* Page excerpt *
Tuesday, August 30, 2016

Data Analysis with R

Take-home thought

I only learned R for about 12 hours and finished half of this Udactiy course. I get a quick feeling of what R really is.
For me, R is very similar to Matlab, but more focus and highly specialized on data visualization. The console is very powerful, you can install package in console, like a terminal.
R has many built-in functions specialized for statistics. So it is very handy to get values like median, mean, correlation, deviation.
RStudio is a very nice IDE. It allows Rmd, similar to ipython notebook.
However, the syntax of R is highly specialized for certain drawing. And there are some syntax changes for ggplot2. I could pick up these details quickly later if I have to.

basics

constructs

concepts difficult to define and measure:
  • Memory
  • Happiness
  • Guilt
  • Love

operational definition

anger: number of profanities uttered per min
happiness: ratio of minutes spent smiling to minutes not smiling

what’s EDA

Initial data analysis
check assumptions required for model fitting and hypothesis testing and handling missing values and making transformation of variables.
Exploratory data analysis
summarize their main characteristics, generate better hypothesis, determine which variables have the most predictive power, and select appropriate Statistical tools
Develop a mindset of curious and skeptical.
install Studio: https://www.rstudio.com/
Swirl (statistics with interactive R learning). Swirl is a software package for the R statistical programming language. Its purpose is to teach statistics and R commands interactively.

* Given task 1 *
In the post on learning R, which IDE is said to allow Rmd?
* Given task 2 *
Retype everything in the rows from the line containing "target: shoulder strap" down to the last row, including both ends.
The post and the rows below it come from separate sources.

* Source data *
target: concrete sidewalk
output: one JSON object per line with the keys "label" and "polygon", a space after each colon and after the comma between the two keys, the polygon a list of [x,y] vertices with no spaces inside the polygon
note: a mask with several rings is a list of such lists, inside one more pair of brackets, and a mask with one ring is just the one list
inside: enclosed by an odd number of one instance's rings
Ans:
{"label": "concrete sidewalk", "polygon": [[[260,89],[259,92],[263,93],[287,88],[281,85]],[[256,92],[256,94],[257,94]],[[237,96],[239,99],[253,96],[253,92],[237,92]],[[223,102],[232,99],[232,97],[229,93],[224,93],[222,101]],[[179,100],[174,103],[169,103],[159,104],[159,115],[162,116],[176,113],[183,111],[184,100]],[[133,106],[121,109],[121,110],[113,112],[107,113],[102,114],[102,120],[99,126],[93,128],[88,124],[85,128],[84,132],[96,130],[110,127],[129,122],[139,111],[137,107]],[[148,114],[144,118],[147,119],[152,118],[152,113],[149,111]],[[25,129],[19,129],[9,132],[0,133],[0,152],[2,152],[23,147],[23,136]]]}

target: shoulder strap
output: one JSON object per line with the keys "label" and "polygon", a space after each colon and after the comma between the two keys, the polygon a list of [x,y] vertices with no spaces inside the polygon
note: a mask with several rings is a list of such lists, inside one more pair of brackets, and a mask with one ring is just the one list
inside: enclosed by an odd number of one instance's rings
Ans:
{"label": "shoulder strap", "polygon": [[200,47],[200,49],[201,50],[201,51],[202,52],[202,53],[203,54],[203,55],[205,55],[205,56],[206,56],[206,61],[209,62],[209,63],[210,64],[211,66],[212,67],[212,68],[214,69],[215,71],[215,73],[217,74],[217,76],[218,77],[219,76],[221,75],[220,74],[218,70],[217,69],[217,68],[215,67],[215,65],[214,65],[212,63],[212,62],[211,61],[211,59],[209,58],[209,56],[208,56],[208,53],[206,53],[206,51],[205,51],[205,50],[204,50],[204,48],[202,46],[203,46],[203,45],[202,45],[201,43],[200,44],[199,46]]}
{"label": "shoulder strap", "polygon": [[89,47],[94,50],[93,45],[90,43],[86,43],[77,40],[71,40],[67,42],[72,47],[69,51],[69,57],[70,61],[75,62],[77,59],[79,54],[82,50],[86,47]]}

* Written response 1 *
RStudio.

* Written response 2 *
target: shoulder strap
output: one JSON object per line with the keys "label" and "polygon", a space after each colon and after the comma between the two keys, the polygon a list of [x,y] vertices with no spaces inside the polygon
note: a mask with several rings is a list of such lists, inside one more pair of brackets, and a mask with one ring is just the one list
inside: enclosed by an odd number of one instance's rings
Ans:
{"label": "shoulder strap", "polygon": [[200,47],[200,49],[201,50],[201,51],[202,52],[202,53],[203,54],[203,55],[205,55],[205,56],[206,56],[206,61],[209,62],[209,63],[210,64],[211,66],[212,67],[212,68],[214,69],[215,71],[215,73],[217,74],[217,76],[218,77],[219,76],[221,75],[220,74],[218,70],[217,69],[217,68],[215,67],[215,65],[214,65],[212,63],[212,62],[211,61],[211,59],[209,58],[209,56],[208,56],[208,53],[206,53],[206,51],[205,51],[205,50],[204,50],[204,48],[202,46],[203,46],[203,45],[202,45],[201,43],[200,44],[199,46]]}
{"label": "shoulder strap", "polygon": [[89,47],[94,50],[93,45],[90,43],[86,43],[77,40],[71,40],[67,42],[72,47],[69,51],[69,57],[70,61],[75,62],[77,59],[79,54],[82,50],[86,47]]}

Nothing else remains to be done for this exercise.